======== DATASET RECORDS

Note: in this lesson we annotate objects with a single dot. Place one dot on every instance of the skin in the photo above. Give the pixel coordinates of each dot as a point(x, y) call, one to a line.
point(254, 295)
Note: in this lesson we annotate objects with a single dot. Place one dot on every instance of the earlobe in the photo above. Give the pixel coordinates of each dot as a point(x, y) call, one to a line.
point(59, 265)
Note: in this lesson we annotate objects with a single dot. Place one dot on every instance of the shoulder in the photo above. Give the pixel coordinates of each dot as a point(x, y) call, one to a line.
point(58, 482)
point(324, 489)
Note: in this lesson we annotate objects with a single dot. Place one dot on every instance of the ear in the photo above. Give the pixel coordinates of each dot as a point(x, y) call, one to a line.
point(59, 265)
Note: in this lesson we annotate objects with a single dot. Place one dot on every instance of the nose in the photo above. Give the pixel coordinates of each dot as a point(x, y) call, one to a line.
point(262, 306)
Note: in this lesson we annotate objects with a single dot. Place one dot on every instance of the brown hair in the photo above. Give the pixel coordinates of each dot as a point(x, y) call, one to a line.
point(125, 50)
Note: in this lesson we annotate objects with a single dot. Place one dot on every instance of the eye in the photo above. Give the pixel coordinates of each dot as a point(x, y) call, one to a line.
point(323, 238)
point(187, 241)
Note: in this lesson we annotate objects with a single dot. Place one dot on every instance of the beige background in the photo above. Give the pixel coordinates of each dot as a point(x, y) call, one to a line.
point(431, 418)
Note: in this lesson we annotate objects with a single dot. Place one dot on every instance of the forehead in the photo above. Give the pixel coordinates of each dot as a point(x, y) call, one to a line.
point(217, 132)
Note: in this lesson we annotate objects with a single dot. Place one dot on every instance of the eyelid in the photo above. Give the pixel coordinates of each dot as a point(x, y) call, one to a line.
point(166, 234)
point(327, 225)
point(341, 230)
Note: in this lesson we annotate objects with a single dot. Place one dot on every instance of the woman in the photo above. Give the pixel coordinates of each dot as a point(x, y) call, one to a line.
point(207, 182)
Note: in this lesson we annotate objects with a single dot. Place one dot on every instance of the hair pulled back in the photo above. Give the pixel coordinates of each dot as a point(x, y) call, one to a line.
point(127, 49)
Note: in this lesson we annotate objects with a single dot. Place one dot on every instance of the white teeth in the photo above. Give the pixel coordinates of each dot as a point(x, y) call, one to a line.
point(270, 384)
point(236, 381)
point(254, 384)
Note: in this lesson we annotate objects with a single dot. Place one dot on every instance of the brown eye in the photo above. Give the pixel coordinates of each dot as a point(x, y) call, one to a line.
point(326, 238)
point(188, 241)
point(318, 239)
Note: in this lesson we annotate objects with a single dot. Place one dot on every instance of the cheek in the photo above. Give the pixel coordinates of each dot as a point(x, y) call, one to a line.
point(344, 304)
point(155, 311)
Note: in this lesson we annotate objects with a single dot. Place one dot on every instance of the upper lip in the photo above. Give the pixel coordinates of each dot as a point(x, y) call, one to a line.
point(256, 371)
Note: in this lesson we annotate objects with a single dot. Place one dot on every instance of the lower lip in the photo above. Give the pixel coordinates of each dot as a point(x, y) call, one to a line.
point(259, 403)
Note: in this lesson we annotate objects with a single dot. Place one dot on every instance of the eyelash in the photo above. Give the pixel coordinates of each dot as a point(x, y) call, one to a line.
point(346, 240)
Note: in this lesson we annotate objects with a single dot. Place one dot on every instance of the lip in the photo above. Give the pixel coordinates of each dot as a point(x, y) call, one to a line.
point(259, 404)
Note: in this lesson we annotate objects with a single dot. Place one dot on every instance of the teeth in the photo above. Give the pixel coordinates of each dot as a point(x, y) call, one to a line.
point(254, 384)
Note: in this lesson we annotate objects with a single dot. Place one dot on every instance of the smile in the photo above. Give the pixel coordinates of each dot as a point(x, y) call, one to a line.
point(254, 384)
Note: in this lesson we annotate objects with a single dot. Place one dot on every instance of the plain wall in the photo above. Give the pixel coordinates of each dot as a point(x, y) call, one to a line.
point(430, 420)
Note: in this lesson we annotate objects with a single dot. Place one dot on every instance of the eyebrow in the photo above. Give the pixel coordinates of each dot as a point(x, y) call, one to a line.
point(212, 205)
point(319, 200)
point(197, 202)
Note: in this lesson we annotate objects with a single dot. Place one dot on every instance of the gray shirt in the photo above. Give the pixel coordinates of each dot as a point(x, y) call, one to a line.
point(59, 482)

================

> YOUR OBJECTIVE
Copy every item above word for word, without changing anything.

> CORRECT OUTPUT
Note: in this lesson we annotate objects with a single dot. Place one dot on every instance of the skin in the photo above. Give the pixel coordinates of each dot as a point(x, y) call, one to a line.
point(254, 295)
Note: in this lesson we annotate objects with a single dot. Place one dot on every instance of the earlobe in the photo above. Give the pixel coordinates of each dot as a point(x, y) call, one to a line.
point(59, 265)
Note: in this lesson we annotate objects with a single dot. Place one dot on every instance of the shoulder in the photo above. Give the pixel coordinates of each dot as a point(x, y) call, one to a line.
point(58, 482)
point(324, 489)
Note: in this lesson we annotate objects with a single dot. Place one dot on every instance of the ear in the photo above. Give the pixel coordinates of each dot as a point(x, y) call, one to a line.
point(59, 265)
Note: in this lesson we annotate objects with a single dot. Place one dot on every instance of the nose in the photo above. Give the pixel coordinates of each dot as a point(x, y) call, one to a line.
point(262, 306)
Note: in this lesson we annotate objects with a single dot. Place one dot on every instance of the brown hair in the photo above. Give the pixel coordinates of each dot as a point(x, y) call, one to a line.
point(125, 50)
Note: in this lesson we annotate objects with a single dot. Place one dot on every instance of the eye in the photo above. Give the pixel coordinates of each dot as a point(x, y) call, one to a line.
point(323, 238)
point(187, 241)
Note: in this lesson we annotate objects with a single dot. Place one dot on every instance of the beige background in the photo above. Give the pixel coordinates of each dot as a point(x, y) call, one to a line.
point(431, 418)
Note: in this lesson we annotate objects with a single dot. Place one dot on every instance of the forehead in the photo above. Give the pixel coordinates of each dot as a point(x, y) call, one to a line.
point(217, 132)
Note: in this lesson we annotate objects with a single dot. Place one dot on every instance of the eyelid in the photo above. Give the pixel coordinates of each dot as a point(x, y) call, one to a line.
point(166, 234)
point(327, 225)
point(341, 230)
Note: in this lesson we annotate objects with a single dot. Place one dot on every instance of the woman in the photo above. Give the pixel coordinates of each dot as a point(x, y) call, one to a line.
point(207, 182)
Note: in this lesson we annotate objects with a single dot. Place one dot on every instance of the hair pulled back in the photo above. Give the pixel coordinates of each dot as a point(x, y) call, one to a line.
point(127, 49)
Note: in this lesson we annotate objects with a single dot. Place one dot on every instance of the white teeth in the photo above. Give the pixel coordinates of each dot as a point(x, y) call, one to a line.
point(270, 384)
point(236, 381)
point(254, 384)
Note: in this lesson we annotate objects with a single dot. Place one dot on every instance of the brown eye in the photo above. Give the pixel coordinates of each dot as a point(x, y) call, one to a line.
point(326, 238)
point(188, 241)
point(318, 239)
Note: in this lesson we annotate objects with a single dot. Place one dot on every instance of the cheek in the photo above. Give the pixel coordinates of each dot as a point(x, y) call, one to a line.
point(344, 304)
point(155, 311)
Note: in this lesson we annotate objects with a single dot. Place one dot on every instance of the upper lip in the photo above. Give the pixel coordinates of each dot as a point(x, y) call, one to a line.
point(256, 371)
Note: in this lesson we annotate objects with a single dot. Place one dot on every instance of the lower lip in the photo above. Give the pixel coordinates of each dot as a point(x, y) call, one to a line.
point(259, 403)
Note: in this lesson we annotate objects with a single dot. Place one dot on every instance of the eyelash in the photo above. Give the pixel coordinates of each dot as a point(x, y) call, one to a line.
point(346, 240)
Note: in this lesson we annotate objects with a single dot. Place one dot on every instance of the lip in the photo above. Give the pixel coordinates of each dot as a point(x, y) call, one to a line.
point(259, 404)
Note: in this lesson we annotate objects with a single dot. Place one dot on every instance of the teeth in the photo above. Give the pixel coordinates of each dot as a point(x, y) call, one to a line.
point(254, 384)
Note: in this lesson we annotate objects with a single dot. Place one dot on every instance of the smile in the photo above. Give the pixel coordinates of each dot as a point(x, y) call, one to a line.
point(254, 384)
Note: in this lesson we annotate objects with a single dot. Place one dot on every instance of the plain wall in the photo above. Give the pixel coordinates of each dot as a point(x, y) call, one to a line.
point(430, 420)
Note: in this lesson we annotate objects with a single dot. Place one dot on every instance of the eyebrow in the photo above. Give the pixel coordinates of each dot as a point(x, y) call, one to a line.
point(212, 205)
point(319, 200)
point(197, 202)
Note: in this lesson we annotate objects with a single dot. Place one dot on every instance of the gray shirt in the photo above. Give the pixel coordinates of each dot as a point(x, y) call, one to a line.
point(59, 482)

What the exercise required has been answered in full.